### WHAT IS EXPECTED
Convert every line of the rows below into a JSON list of strings, with one string per line and blank lines omitted.

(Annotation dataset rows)
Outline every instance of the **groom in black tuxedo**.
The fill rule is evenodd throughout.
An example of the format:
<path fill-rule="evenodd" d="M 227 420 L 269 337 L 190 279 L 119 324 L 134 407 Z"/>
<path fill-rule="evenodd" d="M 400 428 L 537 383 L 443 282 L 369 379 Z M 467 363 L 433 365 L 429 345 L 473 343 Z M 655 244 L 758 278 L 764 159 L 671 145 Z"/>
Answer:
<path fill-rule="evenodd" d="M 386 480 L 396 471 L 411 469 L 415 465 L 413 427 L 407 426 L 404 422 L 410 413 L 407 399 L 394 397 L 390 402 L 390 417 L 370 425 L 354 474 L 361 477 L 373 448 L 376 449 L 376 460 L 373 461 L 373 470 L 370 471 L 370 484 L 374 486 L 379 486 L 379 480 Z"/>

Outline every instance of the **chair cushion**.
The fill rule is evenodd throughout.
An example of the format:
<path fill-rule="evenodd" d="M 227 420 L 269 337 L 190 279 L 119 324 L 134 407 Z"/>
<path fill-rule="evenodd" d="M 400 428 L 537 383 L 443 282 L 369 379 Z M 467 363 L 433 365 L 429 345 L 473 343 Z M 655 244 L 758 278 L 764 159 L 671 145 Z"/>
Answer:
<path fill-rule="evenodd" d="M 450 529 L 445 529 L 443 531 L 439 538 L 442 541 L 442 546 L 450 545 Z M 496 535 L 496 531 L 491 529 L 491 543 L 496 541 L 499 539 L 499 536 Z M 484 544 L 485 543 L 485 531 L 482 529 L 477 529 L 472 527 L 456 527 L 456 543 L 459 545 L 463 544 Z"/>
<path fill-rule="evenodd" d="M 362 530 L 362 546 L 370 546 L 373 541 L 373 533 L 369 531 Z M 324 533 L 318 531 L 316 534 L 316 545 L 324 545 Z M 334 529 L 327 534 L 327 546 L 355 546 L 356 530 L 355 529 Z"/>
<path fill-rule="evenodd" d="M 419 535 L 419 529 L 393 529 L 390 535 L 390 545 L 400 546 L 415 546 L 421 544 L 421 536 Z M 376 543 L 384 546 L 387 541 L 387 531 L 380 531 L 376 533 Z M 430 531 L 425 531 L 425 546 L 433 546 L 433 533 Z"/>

### COMPLETE ANSWER
[
  "Outline every instance of the **groom in black tuxedo**.",
  "The fill rule is evenodd throughout.",
  "An example of the format:",
  "<path fill-rule=\"evenodd\" d=\"M 227 420 L 269 337 L 190 279 L 119 324 L 134 407 Z\"/>",
  "<path fill-rule=\"evenodd\" d=\"M 400 428 L 537 383 L 443 282 L 369 379 Z M 467 363 L 433 365 L 429 345 L 473 343 Z M 655 244 L 758 278 L 764 159 L 671 145 Z\"/>",
  "Answer:",
  "<path fill-rule=\"evenodd\" d=\"M 386 480 L 396 471 L 411 469 L 415 465 L 413 427 L 407 426 L 404 422 L 410 413 L 407 399 L 394 397 L 390 402 L 390 417 L 370 425 L 354 474 L 361 477 L 373 448 L 376 449 L 376 460 L 373 461 L 373 470 L 370 471 L 370 484 L 374 486 L 379 486 L 379 480 Z\"/>",
  "Outline every instance of the **chair cushion**.",
  "The fill rule is evenodd throughout.",
  "An example of the format:",
  "<path fill-rule=\"evenodd\" d=\"M 227 420 L 269 337 L 190 279 L 119 324 L 134 407 Z\"/>",
  "<path fill-rule=\"evenodd\" d=\"M 400 428 L 537 383 L 443 282 L 369 379 Z M 467 363 L 433 365 L 429 345 L 473 343 Z M 655 244 L 758 278 L 764 159 L 671 145 Z\"/>",
  "Answer:",
  "<path fill-rule=\"evenodd\" d=\"M 450 529 L 445 529 L 443 531 L 439 538 L 442 541 L 442 546 L 450 545 Z M 496 535 L 496 531 L 491 529 L 491 543 L 496 541 L 499 539 L 499 536 Z M 484 544 L 485 543 L 485 531 L 482 529 L 477 529 L 472 527 L 456 527 L 456 543 L 459 545 L 463 544 Z\"/>",
  "<path fill-rule=\"evenodd\" d=\"M 362 530 L 362 546 L 370 546 L 373 541 L 373 533 L 369 531 Z M 324 533 L 318 531 L 316 534 L 316 545 L 324 545 Z M 334 529 L 327 534 L 327 546 L 355 546 L 356 530 L 355 529 Z\"/>",
  "<path fill-rule=\"evenodd\" d=\"M 419 535 L 419 529 L 393 529 L 390 535 L 390 545 L 400 546 L 415 546 L 421 544 L 421 536 Z M 376 543 L 384 546 L 387 541 L 387 531 L 380 531 L 376 533 Z M 430 531 L 425 531 L 425 546 L 433 546 L 433 533 Z\"/>"
]